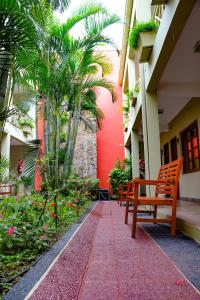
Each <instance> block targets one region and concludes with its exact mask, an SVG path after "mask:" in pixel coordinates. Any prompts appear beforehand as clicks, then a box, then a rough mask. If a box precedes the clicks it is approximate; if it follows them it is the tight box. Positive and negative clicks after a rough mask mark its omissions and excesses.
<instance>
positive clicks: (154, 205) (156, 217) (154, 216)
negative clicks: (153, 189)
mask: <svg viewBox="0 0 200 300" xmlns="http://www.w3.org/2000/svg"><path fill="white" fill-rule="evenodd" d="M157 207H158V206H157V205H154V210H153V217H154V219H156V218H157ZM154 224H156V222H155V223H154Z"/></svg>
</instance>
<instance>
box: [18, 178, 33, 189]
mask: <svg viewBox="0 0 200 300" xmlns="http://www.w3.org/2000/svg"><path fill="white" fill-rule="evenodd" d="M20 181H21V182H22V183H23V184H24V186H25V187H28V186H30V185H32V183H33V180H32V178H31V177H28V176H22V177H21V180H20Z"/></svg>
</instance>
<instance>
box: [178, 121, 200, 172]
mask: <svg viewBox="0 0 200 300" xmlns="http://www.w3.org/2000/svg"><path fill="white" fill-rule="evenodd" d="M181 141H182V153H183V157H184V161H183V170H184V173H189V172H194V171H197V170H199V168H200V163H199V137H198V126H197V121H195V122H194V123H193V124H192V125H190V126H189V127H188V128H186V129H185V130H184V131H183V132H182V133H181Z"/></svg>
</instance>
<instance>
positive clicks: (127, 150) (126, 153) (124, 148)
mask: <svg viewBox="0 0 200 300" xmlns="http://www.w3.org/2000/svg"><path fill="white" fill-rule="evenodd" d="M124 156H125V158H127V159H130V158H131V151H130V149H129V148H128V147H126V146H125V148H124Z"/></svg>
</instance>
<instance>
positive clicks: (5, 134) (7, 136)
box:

================

PROMPT
Please restate the entries word for word. Skip the pictures.

REPLY
Each <instance> block targets one region and concludes with its exact mask, an SVG path after "mask:" in pixel coordinates. Any prompts appear beforehand as clicks, then a box, then a rough mask. If a box precedes the clicks it is approximate; if it follows them it is the tight box. Positive and negative clicks after a rough mask mark its omissions and excesses.
<instance>
positive clicks: (154, 205) (156, 217) (154, 216)
negative clicks: (153, 189)
mask: <svg viewBox="0 0 200 300" xmlns="http://www.w3.org/2000/svg"><path fill="white" fill-rule="evenodd" d="M157 207H158V206H157V205H154V210H153V217H154V219H156V218H157ZM154 224H156V222H155V223H154Z"/></svg>
</instance>
<instance>
box: [18, 178, 33, 189]
mask: <svg viewBox="0 0 200 300" xmlns="http://www.w3.org/2000/svg"><path fill="white" fill-rule="evenodd" d="M20 181H21V182H22V183H23V184H24V186H25V187H28V186H30V185H32V183H33V180H32V178H31V177H28V176H22V177H21V180H20Z"/></svg>
</instance>
<instance>
box: [178, 121, 200, 172]
mask: <svg viewBox="0 0 200 300" xmlns="http://www.w3.org/2000/svg"><path fill="white" fill-rule="evenodd" d="M181 141H182V153H183V157H184V161H183V170H184V173H189V172H194V171H197V170H199V168H200V163H199V137H198V126H197V121H195V122H194V123H193V124H192V125H190V126H189V127H188V128H186V129H185V130H184V131H183V132H182V133H181Z"/></svg>
</instance>
<instance>
positive clicks: (127, 150) (126, 153) (124, 148)
mask: <svg viewBox="0 0 200 300" xmlns="http://www.w3.org/2000/svg"><path fill="white" fill-rule="evenodd" d="M124 156H125V158H127V159H130V158H131V151H130V149H129V148H128V147H126V146H125V148H124Z"/></svg>
</instance>
<instance>
positive clicks: (5, 134) (7, 136)
box:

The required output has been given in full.